Data records:

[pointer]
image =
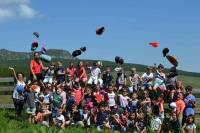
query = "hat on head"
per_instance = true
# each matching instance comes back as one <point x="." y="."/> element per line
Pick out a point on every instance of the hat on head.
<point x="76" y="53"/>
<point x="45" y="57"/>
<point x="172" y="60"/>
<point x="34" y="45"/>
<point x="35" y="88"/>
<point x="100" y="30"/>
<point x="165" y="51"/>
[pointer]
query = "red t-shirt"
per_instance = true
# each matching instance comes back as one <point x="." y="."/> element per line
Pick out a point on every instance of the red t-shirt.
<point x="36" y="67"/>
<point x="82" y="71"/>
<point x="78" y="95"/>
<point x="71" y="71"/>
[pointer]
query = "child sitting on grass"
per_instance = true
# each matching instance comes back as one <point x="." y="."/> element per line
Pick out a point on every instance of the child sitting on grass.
---
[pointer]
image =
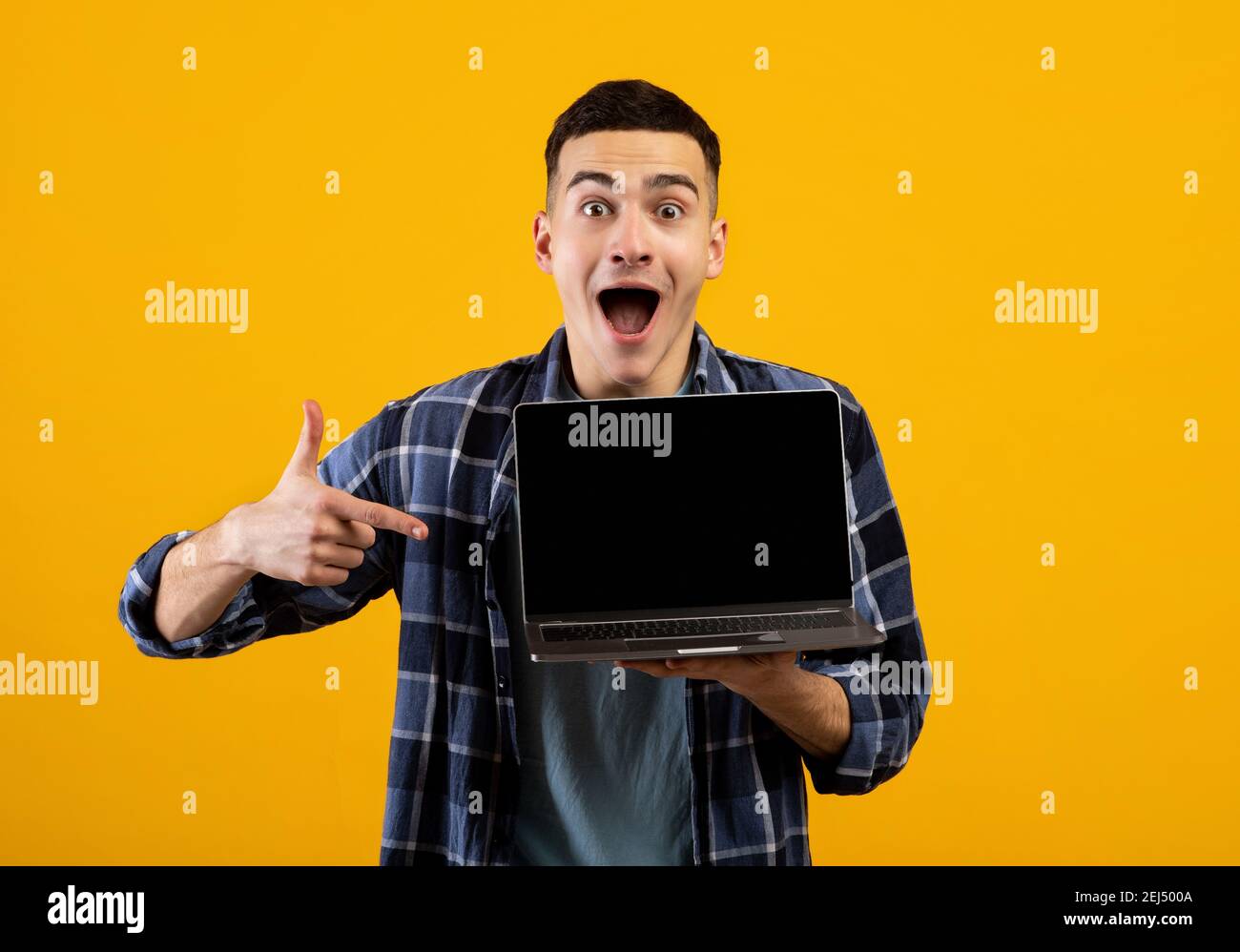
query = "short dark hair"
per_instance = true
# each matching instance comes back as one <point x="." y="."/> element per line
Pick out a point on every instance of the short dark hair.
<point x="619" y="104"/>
...
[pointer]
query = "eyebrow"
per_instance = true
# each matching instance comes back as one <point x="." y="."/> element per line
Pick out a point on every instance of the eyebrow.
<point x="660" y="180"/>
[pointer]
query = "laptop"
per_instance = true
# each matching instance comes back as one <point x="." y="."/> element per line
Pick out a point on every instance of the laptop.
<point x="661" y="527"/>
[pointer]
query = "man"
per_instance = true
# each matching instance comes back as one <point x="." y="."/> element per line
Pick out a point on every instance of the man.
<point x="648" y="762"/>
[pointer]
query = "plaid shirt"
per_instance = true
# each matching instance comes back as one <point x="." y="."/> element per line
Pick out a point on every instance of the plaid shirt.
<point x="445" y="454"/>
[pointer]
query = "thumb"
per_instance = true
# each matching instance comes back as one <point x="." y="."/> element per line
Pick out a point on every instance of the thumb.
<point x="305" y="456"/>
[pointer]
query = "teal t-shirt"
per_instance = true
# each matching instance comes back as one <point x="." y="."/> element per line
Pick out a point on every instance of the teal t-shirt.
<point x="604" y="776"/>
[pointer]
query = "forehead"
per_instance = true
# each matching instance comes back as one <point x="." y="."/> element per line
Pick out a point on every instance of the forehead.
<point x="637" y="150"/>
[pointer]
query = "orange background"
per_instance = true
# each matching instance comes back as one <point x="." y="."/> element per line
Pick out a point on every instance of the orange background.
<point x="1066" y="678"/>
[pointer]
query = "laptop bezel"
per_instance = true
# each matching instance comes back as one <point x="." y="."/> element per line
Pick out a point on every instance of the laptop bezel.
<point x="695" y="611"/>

Exercise aim: Pick out each line in the listing that contains the word "background", and copy those lines.

Output of the exercise:
query = "orange background"
Pick out a point on every instance of the orange background.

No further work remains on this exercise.